Stored data:
╔══

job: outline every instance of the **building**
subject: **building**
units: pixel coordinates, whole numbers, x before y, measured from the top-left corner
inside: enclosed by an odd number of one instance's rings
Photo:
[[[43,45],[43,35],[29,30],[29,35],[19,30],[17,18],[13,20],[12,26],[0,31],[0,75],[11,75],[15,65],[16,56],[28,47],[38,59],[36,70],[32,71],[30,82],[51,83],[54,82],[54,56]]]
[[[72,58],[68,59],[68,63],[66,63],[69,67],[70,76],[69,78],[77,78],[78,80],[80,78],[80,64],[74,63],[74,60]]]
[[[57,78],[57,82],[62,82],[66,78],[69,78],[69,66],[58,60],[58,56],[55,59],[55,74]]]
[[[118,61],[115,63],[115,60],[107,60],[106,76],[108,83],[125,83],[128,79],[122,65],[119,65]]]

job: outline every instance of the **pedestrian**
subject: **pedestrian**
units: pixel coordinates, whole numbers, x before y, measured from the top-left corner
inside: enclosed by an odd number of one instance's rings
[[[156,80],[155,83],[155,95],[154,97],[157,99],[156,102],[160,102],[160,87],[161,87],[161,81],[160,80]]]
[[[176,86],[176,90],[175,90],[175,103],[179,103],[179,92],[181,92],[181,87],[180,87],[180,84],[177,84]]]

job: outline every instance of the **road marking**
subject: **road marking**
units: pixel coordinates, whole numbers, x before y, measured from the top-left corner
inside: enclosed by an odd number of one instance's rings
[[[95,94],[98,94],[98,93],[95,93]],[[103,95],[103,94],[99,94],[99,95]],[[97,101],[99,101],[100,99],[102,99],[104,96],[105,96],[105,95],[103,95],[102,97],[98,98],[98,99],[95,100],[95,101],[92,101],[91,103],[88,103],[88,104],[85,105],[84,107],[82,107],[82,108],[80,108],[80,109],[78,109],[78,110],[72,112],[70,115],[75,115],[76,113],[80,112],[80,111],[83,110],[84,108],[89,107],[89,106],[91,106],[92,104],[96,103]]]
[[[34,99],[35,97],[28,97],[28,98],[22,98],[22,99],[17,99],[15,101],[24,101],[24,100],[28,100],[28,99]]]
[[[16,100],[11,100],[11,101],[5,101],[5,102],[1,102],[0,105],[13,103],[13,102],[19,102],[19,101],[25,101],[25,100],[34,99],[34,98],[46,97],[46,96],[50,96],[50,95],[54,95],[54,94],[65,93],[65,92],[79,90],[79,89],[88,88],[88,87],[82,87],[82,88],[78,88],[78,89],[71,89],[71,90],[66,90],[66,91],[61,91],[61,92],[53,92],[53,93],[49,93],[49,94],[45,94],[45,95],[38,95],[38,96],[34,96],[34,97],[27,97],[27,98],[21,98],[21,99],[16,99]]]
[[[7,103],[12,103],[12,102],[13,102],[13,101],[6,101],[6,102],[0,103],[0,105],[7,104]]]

╚══

» WHAT IS EXPECTED: Some lines of the data above may hold the word "every"; state how many do, and give only that number.

» RESULT: 3